Written task ▸ Put the lines of the records, starting with the first and continuing through the line that contains "[[117, 186], [513, 168]]", into a numbered list, dropping any blank lines.

___

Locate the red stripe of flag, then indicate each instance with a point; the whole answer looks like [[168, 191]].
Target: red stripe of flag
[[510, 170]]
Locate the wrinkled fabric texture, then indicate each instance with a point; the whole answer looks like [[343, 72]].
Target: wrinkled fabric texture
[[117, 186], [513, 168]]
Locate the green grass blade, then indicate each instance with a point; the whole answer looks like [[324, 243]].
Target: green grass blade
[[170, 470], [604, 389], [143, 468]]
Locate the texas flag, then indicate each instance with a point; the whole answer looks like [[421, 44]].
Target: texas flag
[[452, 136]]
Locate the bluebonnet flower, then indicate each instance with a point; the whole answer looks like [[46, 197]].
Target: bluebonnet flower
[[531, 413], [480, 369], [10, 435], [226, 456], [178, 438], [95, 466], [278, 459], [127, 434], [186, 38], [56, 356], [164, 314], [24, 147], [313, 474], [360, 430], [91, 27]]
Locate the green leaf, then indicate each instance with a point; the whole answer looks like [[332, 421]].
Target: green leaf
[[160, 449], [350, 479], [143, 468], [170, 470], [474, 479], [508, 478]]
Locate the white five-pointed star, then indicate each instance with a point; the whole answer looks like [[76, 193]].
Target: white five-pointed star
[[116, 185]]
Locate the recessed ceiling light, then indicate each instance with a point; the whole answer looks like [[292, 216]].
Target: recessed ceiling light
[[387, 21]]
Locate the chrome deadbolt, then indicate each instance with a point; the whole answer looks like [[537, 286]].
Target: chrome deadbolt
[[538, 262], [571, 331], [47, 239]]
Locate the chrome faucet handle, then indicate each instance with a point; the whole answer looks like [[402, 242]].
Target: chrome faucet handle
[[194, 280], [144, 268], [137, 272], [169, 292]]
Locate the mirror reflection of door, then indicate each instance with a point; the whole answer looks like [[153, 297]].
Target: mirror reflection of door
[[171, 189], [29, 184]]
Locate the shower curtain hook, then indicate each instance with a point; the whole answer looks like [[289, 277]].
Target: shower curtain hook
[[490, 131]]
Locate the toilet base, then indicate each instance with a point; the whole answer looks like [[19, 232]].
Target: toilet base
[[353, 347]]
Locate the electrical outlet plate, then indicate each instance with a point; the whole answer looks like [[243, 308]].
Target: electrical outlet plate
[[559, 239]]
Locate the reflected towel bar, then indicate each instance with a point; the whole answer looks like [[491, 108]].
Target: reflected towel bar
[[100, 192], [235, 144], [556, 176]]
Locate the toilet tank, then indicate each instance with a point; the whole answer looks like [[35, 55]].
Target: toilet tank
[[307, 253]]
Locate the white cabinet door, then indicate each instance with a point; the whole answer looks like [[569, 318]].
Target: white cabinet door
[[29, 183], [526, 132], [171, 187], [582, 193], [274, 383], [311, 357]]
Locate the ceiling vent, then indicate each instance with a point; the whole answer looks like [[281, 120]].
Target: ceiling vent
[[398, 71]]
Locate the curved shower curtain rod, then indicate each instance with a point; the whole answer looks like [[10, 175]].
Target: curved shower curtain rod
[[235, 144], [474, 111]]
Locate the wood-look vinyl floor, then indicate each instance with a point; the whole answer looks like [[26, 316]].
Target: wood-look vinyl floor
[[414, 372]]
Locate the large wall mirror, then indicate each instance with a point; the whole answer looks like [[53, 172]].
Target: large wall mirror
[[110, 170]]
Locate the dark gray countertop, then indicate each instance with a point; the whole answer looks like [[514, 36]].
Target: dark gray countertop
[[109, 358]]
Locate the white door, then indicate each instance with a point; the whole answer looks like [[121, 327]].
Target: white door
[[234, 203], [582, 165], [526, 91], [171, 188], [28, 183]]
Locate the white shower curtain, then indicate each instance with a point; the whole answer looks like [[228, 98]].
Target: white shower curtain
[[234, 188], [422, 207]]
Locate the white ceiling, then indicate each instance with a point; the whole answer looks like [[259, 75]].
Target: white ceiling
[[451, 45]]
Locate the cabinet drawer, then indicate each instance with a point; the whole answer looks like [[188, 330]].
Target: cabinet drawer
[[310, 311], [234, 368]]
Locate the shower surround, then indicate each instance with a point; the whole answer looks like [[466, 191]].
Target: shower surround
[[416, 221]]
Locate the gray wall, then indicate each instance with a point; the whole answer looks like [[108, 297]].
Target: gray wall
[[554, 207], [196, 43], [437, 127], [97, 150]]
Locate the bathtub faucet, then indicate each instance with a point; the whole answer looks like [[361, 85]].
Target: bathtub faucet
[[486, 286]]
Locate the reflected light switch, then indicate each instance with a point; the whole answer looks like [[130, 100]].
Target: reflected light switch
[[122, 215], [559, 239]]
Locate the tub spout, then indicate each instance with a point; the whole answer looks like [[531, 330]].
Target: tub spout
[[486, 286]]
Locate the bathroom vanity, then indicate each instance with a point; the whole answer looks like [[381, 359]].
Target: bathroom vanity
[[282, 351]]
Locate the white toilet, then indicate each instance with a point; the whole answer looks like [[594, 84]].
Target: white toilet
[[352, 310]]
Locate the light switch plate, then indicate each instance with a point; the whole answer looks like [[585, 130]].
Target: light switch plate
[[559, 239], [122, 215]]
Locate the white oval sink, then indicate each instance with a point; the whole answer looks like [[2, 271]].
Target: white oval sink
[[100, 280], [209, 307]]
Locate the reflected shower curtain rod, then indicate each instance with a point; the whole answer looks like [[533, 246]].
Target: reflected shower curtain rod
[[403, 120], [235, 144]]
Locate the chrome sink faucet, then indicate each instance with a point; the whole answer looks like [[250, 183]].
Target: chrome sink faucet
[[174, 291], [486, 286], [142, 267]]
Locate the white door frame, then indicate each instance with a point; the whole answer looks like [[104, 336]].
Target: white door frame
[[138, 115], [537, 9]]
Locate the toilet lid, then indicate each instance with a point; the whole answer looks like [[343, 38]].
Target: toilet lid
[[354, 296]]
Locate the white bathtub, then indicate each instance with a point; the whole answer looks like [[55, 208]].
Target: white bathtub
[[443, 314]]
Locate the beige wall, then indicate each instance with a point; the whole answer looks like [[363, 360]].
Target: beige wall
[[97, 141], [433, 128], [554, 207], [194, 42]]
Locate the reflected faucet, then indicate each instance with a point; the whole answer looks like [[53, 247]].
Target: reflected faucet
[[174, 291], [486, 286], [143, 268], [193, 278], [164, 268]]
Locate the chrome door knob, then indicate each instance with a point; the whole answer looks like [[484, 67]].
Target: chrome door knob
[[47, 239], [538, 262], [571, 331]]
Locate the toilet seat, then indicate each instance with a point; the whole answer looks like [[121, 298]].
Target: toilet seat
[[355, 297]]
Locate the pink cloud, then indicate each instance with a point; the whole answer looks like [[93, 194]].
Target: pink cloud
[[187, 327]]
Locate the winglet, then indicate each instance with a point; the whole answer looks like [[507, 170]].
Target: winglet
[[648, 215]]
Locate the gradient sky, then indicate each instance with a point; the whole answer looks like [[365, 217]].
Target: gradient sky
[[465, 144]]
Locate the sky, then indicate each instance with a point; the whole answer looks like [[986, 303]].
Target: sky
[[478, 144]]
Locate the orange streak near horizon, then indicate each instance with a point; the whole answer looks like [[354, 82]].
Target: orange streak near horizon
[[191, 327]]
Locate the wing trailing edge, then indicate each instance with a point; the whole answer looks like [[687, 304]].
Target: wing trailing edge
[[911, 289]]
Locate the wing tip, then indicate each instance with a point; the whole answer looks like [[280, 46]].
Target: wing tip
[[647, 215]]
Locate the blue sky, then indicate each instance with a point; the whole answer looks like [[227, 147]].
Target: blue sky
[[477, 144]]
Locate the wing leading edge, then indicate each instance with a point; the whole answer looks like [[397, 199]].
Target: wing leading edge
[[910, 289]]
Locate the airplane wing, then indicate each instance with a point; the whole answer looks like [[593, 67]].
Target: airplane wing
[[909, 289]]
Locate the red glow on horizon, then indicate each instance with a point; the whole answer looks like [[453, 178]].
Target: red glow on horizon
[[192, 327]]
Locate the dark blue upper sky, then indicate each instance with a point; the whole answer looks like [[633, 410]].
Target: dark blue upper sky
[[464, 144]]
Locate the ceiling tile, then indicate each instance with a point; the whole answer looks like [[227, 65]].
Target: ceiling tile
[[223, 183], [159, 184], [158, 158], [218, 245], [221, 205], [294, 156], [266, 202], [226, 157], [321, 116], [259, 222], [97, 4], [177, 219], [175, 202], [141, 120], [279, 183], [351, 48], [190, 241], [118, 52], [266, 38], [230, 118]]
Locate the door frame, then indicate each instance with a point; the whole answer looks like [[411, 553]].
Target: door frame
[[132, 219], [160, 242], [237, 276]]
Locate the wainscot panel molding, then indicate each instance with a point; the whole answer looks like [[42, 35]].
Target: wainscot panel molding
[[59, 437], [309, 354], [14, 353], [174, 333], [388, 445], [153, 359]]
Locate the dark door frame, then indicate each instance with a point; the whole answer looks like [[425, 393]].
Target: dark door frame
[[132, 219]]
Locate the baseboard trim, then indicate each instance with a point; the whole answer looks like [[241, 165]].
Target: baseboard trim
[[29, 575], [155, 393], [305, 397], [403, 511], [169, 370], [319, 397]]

___

Result of this task ▸
1. Locate the red stripe of flag, then indicate each instance with a point; the whole answer looks like [[168, 191]].
2. Target: red stripe of flag
3. [[510, 170]]
4. Locate the wrinkled fabric texture, then indicate each instance with a point; the whole answer looks like [[343, 72]].
5. Target: wrinkled fabric texture
6. [[117, 186], [513, 168]]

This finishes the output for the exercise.